Start of GIVEN DATA
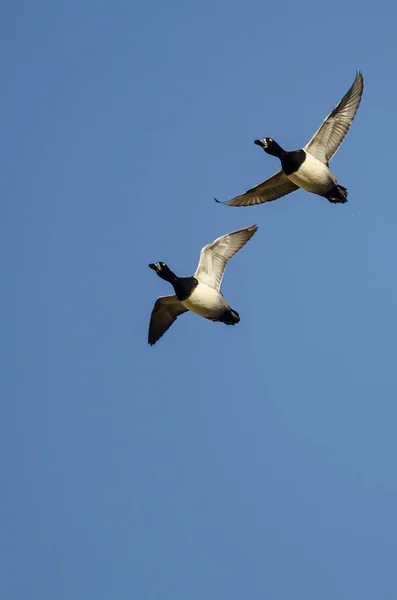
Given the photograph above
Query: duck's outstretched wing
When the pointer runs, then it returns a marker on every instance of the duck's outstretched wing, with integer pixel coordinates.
(165, 311)
(332, 132)
(214, 256)
(273, 188)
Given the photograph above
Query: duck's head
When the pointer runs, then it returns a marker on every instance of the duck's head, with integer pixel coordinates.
(270, 146)
(162, 270)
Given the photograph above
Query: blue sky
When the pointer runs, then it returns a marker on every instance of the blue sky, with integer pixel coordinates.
(255, 461)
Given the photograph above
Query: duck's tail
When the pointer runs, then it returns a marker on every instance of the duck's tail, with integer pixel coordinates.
(337, 195)
(230, 317)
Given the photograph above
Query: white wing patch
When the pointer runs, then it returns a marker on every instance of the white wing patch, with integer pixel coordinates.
(214, 256)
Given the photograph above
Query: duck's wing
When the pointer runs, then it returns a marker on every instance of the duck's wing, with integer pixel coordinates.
(332, 132)
(165, 311)
(214, 256)
(275, 187)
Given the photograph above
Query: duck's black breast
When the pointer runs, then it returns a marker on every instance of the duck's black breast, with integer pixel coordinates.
(184, 286)
(291, 161)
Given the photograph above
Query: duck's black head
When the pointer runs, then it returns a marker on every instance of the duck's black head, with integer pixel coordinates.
(270, 146)
(163, 271)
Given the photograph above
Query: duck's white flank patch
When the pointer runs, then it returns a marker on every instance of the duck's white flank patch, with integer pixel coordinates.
(313, 176)
(205, 301)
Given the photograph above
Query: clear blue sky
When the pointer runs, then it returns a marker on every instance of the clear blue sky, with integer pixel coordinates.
(256, 461)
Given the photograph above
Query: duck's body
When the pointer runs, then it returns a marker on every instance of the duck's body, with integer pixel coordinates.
(206, 302)
(311, 174)
(307, 168)
(200, 293)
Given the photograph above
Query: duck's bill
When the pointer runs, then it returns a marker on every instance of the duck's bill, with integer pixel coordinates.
(155, 266)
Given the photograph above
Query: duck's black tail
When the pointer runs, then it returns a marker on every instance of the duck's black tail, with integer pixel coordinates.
(337, 195)
(230, 317)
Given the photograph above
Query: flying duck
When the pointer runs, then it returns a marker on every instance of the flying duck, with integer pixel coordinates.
(201, 293)
(307, 168)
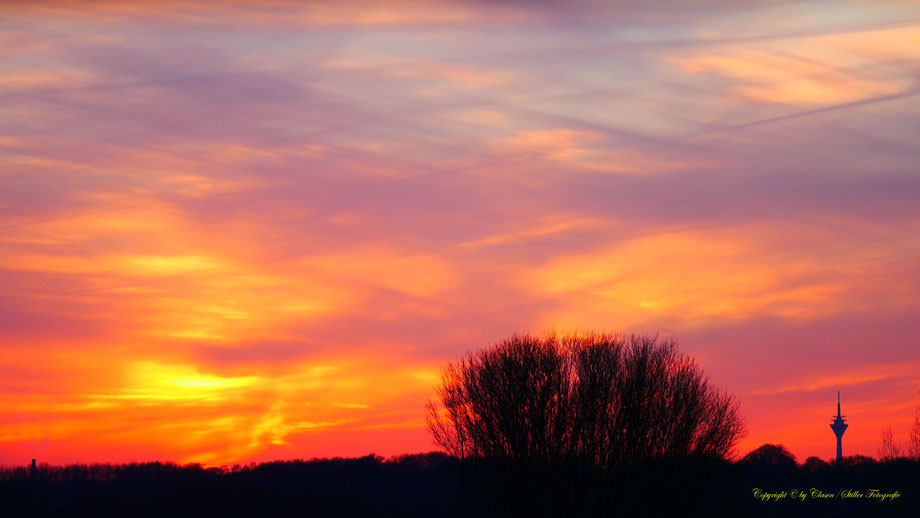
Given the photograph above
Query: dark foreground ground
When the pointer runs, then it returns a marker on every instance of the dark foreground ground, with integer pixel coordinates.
(435, 485)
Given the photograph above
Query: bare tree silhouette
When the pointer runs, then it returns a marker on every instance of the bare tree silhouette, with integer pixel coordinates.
(602, 398)
(913, 440)
(583, 411)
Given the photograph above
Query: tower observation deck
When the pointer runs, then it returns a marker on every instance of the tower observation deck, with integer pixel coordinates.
(839, 426)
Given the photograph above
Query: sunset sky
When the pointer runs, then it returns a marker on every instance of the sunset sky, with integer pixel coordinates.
(235, 232)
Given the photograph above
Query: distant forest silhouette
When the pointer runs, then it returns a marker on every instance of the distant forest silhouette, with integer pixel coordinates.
(425, 485)
(573, 425)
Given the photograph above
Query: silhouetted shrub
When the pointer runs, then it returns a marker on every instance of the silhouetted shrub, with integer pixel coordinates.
(569, 425)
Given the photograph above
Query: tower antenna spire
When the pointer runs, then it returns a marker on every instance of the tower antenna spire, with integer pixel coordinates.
(839, 426)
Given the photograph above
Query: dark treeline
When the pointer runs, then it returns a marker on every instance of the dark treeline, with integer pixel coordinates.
(432, 485)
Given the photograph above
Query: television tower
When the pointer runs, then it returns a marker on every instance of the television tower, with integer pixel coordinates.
(839, 426)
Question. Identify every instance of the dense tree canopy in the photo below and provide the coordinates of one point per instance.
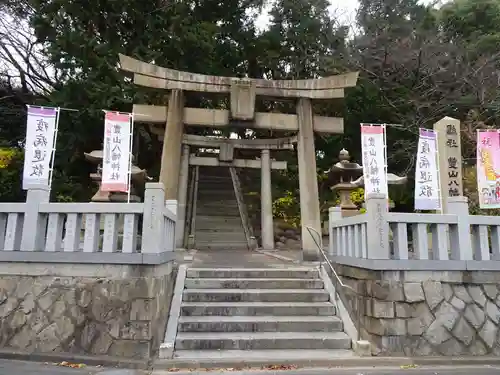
(417, 63)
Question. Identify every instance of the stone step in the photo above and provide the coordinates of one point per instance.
(216, 221)
(258, 273)
(218, 192)
(227, 212)
(217, 231)
(236, 235)
(217, 203)
(259, 324)
(255, 295)
(219, 222)
(261, 340)
(215, 246)
(272, 283)
(256, 308)
(211, 245)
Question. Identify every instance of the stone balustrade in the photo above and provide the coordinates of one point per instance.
(419, 284)
(120, 233)
(457, 238)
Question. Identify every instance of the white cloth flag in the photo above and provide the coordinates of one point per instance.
(116, 152)
(427, 191)
(38, 150)
(374, 159)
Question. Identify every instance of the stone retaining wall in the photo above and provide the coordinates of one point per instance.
(102, 310)
(417, 313)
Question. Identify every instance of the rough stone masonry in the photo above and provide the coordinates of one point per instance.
(420, 313)
(104, 310)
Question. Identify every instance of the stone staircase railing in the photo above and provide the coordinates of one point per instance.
(40, 231)
(458, 239)
(247, 227)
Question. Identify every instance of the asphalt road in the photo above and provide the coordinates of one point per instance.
(8, 367)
End of GIVEN DATA
> _WORK REQUEST_: From the records above, output only the lines starting at the one containing "Query: duck's body" and ending at the one containing "Query: sunset sky", word for word. Pictures stay out.

> _COMPLETED EXERCISE_:
Query: duck's body
When the pointer runs, then it returns a marker on every instance of the duck's body, with integer pixel coordinates.
(206, 302)
(311, 174)
(307, 168)
(200, 293)
Given the photograph above
Query: duck's bill
When the pointer runs, then it returns a marker on every instance of the duck's bill, with integer pixel coordinates.
(155, 266)
Given the photograph above
Query: duck's black tail
When the pointer runs, then it returns a marker on every instance of the duck's black tail, with integer pixel coordinates.
(337, 195)
(230, 317)
Given the photograph above
Query: flying duck
When the pointer runs, then it returns a marker on every instance of the flying duck, with integer pixel coordinates.
(201, 293)
(307, 168)
Given the photograph above
Query: dark foreground ground
When the pointer runs, then it returns a marker on every instance of the dark foreground ground, with integer pixel coordinates.
(435, 485)
Given the photograph above
Query: bare tree silhouette
When the pointer runs, then it returns a marker on every instance of the bare tree silhouette, with integer pixel coordinates.
(602, 398)
(913, 440)
(583, 411)
Given the photograph above
Query: tower observation deck
When the pointer runs, then it returns a marker on every instance of the tower observation deck, with integer pixel coordinates.
(839, 426)
Given the photograph above
Query: sunset sky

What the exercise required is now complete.